▶ _SET OF TASKS_
- 1) From the trading bot notes, extract the stretch from "2. GitHub Models" through "in your keys)", copying it word for word.
- 2) Continue the trading bot notes, starting after their final sentence.

▶ _EXCERPTED TEXT_
——

1. Ollama local — qwen2.5:32b, deepseek-r1:14b, llama3.1:8b (offline, free)
2. GitHub Models — gpt-4o-mini via free inference API (default, 50 req/min)
3. Anthropic — claude-sonnet-4-6 (requires ANTHROPIC_API_KEY, fallback)
# 1. Install dependencies
pip install -r requirements.txt
# 2. Configure (copy and fill in your keys)
cp config.json.example config.json
# 3. Run
python3 trader.py --dry-run # simulate, no orders placed
python3 trader.py # paper trade
# 4. Telegram approval bot (optional, run alongside trader)
python3 broker/approval_bot.py &
# 5. Backtest the rule layer
python3 backtest.py
# 6. Deploy 24/7 (Oracle Cloud Free Tier)
bash scripts/server_setup.shRequired in config.json:
{
"watchlist": [{"symbol": "NVDA", "market": "us-stock"}, ...],
"alpaca_api_key": "...",
"alpaca_secret_key": "...",
"alpaca_paper": true,
"telegram_bot_token": "...",
"telegram_chat_id": "...",
"openbb_fmp_key": "...",
"openbb_fred_key": "..."
}Walk-forward backtest with lookahead-bias fix, 0.1% round-trip commission, no LLM in the loop:
| Symbol | 2yr Return | Win Rate | Sharpe |
|---|---|---|---|
| NVDA | +1.20% | 87.5% | 0.99 |
| AAPL | -0.58% | 28.6% | -1.24 |
| MSFT | -0.24% | 0.0% | -0.88 |
| BTC | -0.58% | 25.0% | -0.64 |
| ETH | -0.40% | 25.0% | -0.32 |
Average: -0.10% over 2 years. The mechanical rule layer alone has no edge — alpha comes from the LLM signal layer and signal prioritization. See STRATEGY_TEARDOWN.md for the full post-mortem.

——

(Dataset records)

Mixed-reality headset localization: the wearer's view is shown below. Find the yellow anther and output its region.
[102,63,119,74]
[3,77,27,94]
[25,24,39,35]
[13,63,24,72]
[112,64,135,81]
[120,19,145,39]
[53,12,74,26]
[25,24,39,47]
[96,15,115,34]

——

▶ _ANSWERS GIVEN_
- 1)
2. GitHub Models — gpt-4o-mini via free inference API (default, 50 req/min)
3. Anthropic — claude-sonnet-4-6 (requires ANTHROPIC_API_KEY, fallback)
# 1. Install dependencies
pip install -r requirements.txt
# 2. Configure (copy and fill in your keys)

- 2)
This is not a "I built a trading bot that beats the market" project. It demonstrates:
- Honest testing — walk-forward backtest, lookahead-bias fix, realistic commission model
- Production risk controls — drawdown halt, earnings blackout, correlation guard, regime filters
- LLM integration — multi-agent debate as signal aggregator, not as oracle
- System design — parallel signal fetch, RAG memory, approval gate, dual-broker execution
- Engineering judgment — knowing what signals to trust and in what order
The value is in the architecture and judgment calls, not the P&L.
This project is for educational and research purposes only. Nothing here constitutes financial advice. Paper trading results do not predict real trading outcomes.